DALLAS -- Mistakes happen in hockey, and the Edmonton Oilers are looking to keep them to a minimum in Game 2 of the Western Conference Final against the Dallas Stars here Saturday (8 p.m. ET; MAX, truTV, TNT, SN, TVAS, CBC).

Brett Kulak was the latest to make a costly error for the Oilers, but the defenseman said Friday that it’s important not to dwell on blunders or unfortunate bounces but move past them.

“I think it’s something you have to be prepared for and you have to work through it,” Kulak said. “I think we’ve been through a lot in the regular season, which has helped lead us to this time, and it helps when you have a good group and everybody supports everybody.”

The Oilers have been able to overcome mistakes so far in the 2024 Stanley Cup Playoffs, taking the lead in the best-of-7 series against the Stars with a 3-2 double-overtime win in Game 1 on Thursday.

In the second period, Kulak fanned on a pass out of the corner in his own zone, allowing Stars forward Jamie Benn to break in alone, eventually leading to a goal from Tyler Seguin that cut the Oilers lead to 2-1 at 6:11. Edmonton was in control at the time, and the unforced error opened the door for Dallas.

◆ What is expected
In the hockey report, explain why Brett Kulak's second-period mistake proved costly for Edmonton.

◆ Supplied data
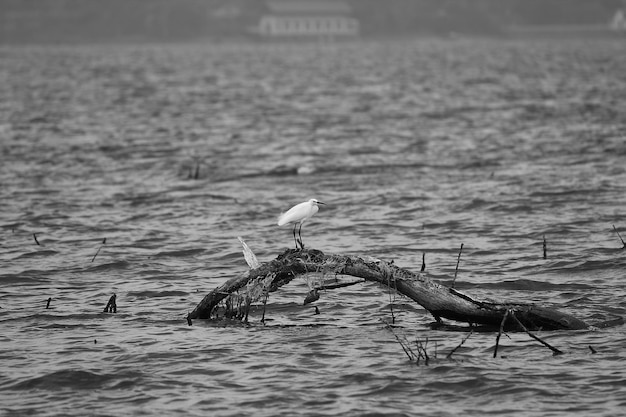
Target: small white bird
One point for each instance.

◆ Result below
Kulak fanned on a pass out of the corner in his own zone, which let Jamie Benn break in alone and led to Tyler Seguin's goal at 6:11, cutting the Oilers' lead to 2-1. Edmonton had been in control, so the unforced error opened the door for Dallas.